> [WRITTEN TASK] Count how many lines of the data below contain the string "orange", matching case exactly, and reply with the number alone.

> [TASK DATA]
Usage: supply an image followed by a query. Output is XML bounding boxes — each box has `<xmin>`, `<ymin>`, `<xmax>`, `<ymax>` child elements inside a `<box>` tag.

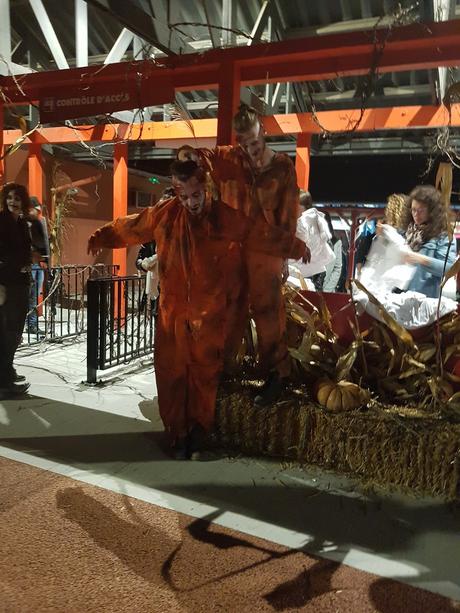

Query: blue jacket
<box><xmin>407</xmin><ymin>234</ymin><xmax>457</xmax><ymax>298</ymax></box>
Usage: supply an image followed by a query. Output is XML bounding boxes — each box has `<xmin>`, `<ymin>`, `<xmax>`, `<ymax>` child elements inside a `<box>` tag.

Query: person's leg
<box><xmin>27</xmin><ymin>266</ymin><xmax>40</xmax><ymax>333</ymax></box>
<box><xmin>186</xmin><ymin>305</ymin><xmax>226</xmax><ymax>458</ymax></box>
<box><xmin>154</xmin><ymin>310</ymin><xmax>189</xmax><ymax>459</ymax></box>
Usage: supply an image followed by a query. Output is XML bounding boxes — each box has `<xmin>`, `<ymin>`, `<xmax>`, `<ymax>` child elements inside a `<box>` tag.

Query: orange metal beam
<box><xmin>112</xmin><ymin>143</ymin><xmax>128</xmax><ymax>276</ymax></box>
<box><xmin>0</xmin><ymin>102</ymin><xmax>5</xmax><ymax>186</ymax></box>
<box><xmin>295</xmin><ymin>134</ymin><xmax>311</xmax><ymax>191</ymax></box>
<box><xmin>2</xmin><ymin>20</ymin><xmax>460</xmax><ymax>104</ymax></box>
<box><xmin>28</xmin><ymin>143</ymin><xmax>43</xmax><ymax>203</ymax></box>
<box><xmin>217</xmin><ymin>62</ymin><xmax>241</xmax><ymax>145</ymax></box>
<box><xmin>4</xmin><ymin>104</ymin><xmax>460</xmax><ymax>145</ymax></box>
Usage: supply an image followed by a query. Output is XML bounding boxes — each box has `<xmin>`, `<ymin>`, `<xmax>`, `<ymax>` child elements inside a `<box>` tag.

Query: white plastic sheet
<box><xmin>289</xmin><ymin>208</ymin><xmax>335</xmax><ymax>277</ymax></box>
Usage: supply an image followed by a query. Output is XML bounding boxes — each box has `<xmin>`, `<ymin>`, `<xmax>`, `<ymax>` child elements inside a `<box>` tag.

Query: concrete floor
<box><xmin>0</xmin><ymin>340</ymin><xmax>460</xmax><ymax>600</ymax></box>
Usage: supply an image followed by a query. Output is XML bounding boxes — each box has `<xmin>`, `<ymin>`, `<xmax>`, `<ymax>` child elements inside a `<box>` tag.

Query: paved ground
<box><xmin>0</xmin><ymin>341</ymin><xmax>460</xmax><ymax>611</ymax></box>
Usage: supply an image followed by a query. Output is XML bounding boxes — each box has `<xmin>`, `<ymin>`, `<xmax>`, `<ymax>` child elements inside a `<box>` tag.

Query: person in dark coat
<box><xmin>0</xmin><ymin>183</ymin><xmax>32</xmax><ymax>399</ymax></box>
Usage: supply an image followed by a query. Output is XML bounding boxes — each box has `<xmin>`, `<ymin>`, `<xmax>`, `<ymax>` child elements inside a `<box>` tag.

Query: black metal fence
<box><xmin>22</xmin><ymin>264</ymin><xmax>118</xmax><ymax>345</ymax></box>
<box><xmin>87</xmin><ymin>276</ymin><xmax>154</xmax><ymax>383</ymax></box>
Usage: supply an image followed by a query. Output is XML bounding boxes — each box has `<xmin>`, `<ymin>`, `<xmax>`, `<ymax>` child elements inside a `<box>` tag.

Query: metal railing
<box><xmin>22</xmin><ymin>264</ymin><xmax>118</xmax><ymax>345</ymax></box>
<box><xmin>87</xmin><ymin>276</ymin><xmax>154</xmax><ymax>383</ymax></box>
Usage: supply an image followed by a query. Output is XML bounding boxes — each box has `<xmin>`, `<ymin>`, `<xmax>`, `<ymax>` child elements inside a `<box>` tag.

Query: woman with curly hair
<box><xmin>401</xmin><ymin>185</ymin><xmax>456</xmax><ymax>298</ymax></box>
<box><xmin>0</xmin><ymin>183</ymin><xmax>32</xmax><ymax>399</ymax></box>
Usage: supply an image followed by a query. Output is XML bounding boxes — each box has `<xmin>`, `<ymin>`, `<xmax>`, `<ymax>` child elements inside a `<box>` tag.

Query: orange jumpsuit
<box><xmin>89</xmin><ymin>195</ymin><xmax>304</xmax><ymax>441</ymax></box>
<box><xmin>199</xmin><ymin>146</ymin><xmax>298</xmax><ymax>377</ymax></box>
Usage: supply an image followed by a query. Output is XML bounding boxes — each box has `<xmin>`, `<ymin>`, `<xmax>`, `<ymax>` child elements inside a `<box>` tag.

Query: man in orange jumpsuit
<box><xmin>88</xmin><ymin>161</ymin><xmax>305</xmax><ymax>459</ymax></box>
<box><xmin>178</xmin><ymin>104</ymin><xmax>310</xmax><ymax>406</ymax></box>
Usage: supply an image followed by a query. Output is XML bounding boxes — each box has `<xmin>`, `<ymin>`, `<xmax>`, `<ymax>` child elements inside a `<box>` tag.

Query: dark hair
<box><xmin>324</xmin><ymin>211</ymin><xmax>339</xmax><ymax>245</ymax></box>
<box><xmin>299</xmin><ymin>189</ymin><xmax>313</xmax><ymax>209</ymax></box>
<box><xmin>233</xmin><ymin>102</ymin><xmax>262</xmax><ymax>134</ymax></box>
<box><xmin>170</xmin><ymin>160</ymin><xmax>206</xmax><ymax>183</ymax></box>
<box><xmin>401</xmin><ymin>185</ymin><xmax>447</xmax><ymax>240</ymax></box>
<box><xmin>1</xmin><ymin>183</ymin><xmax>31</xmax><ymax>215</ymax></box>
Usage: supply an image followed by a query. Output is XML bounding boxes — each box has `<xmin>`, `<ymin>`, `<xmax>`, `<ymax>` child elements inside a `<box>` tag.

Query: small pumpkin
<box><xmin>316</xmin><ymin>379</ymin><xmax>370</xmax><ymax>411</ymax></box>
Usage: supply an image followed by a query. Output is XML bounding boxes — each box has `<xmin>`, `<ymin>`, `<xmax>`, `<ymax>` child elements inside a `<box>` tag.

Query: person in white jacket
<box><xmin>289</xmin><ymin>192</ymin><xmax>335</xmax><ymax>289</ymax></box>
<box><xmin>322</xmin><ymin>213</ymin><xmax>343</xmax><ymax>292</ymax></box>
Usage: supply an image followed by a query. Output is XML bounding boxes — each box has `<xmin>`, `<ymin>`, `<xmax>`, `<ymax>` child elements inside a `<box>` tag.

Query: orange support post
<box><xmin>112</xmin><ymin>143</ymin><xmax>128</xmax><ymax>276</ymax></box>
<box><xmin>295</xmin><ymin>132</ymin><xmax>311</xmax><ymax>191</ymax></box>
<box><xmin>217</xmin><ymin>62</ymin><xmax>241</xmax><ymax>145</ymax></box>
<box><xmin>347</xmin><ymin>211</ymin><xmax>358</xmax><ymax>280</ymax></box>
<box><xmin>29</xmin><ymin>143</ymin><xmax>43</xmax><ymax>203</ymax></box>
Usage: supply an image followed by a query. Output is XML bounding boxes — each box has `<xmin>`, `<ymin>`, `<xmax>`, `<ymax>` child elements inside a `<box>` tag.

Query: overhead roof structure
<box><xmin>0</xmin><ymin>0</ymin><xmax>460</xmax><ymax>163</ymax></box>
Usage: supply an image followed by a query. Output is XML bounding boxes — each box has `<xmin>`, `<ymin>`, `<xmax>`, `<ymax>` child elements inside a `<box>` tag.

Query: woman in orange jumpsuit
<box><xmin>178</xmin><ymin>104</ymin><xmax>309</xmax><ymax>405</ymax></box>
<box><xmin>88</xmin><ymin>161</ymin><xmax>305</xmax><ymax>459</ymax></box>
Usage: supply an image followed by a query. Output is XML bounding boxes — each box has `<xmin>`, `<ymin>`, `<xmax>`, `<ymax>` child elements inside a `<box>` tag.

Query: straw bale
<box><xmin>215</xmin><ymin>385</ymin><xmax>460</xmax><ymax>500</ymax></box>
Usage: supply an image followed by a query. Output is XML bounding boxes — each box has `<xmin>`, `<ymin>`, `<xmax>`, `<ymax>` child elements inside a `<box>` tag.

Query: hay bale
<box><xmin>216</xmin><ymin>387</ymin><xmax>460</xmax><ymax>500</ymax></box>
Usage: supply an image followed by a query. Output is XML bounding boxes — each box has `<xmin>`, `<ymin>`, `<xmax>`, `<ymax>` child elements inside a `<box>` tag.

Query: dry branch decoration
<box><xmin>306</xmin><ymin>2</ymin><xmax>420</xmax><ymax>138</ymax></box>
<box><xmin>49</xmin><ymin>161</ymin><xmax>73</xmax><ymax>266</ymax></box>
==
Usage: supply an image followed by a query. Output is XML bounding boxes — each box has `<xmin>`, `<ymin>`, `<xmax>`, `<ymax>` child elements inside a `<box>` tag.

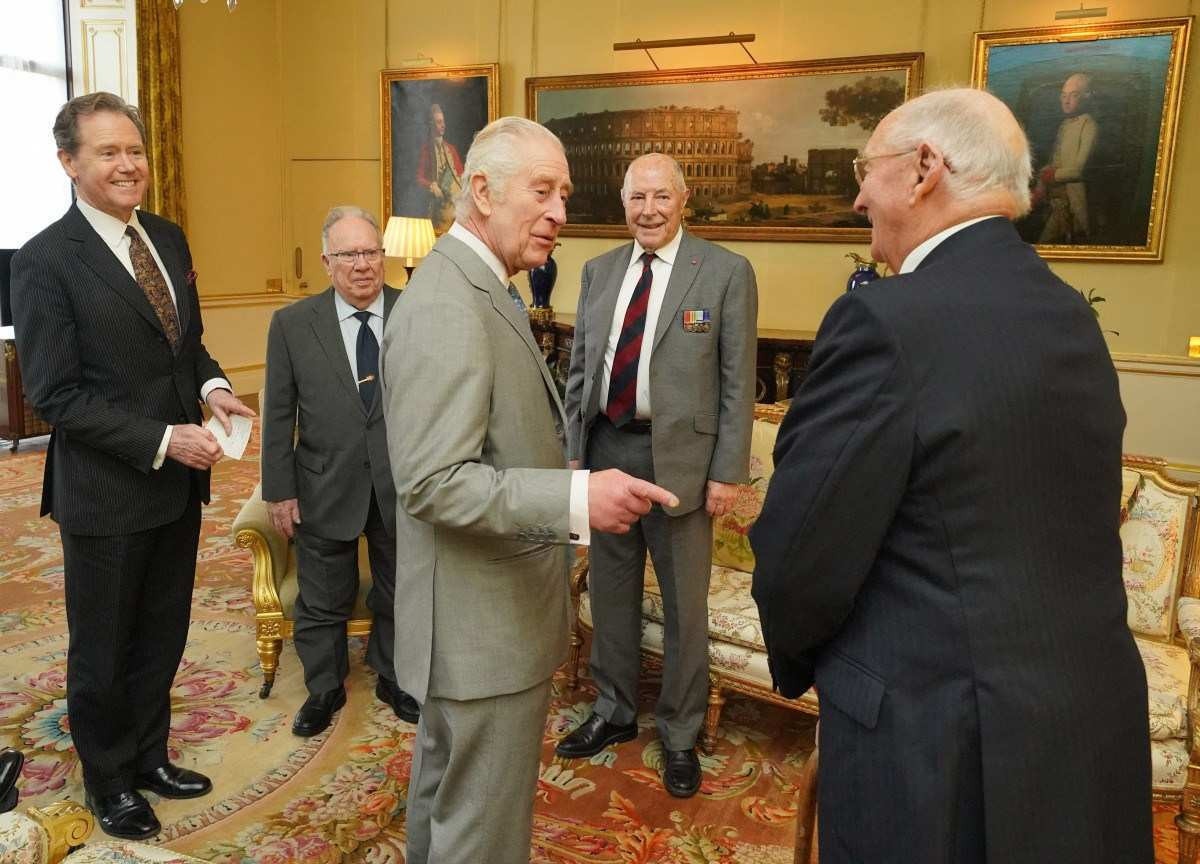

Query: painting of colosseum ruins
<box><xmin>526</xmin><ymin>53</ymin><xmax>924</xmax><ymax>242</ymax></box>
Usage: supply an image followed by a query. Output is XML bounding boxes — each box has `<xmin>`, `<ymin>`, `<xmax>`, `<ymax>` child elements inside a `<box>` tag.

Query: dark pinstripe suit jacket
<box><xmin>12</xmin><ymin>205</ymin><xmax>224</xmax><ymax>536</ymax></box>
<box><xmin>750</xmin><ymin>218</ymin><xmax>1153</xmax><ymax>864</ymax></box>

> [SOLUTION] 5